• **The task**
Exact reproduction of all the entries is required, without any of their pictures.

[Task input — start]

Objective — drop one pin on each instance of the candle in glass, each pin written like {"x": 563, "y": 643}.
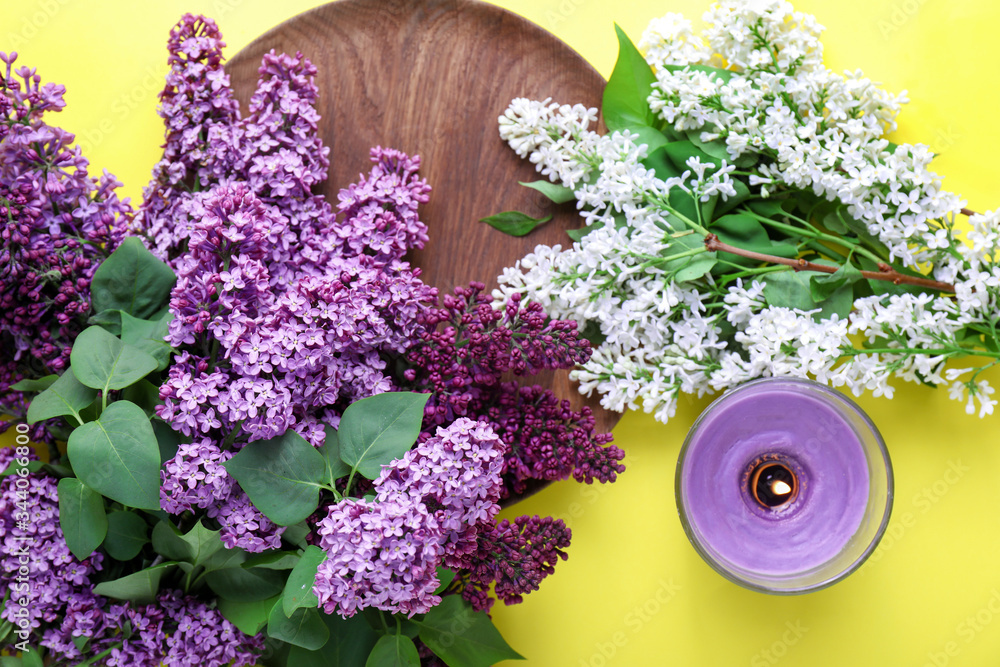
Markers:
{"x": 784, "y": 485}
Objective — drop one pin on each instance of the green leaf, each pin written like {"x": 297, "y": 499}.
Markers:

[Task input — finish]

• **Exercise output**
Objective — drop one pin on each instance of the candle in glass, each pin written like {"x": 563, "y": 643}.
Markers:
{"x": 784, "y": 485}
Objective — drop one pin on each instance of the green leaf, each pin written like {"x": 297, "y": 499}.
Markers:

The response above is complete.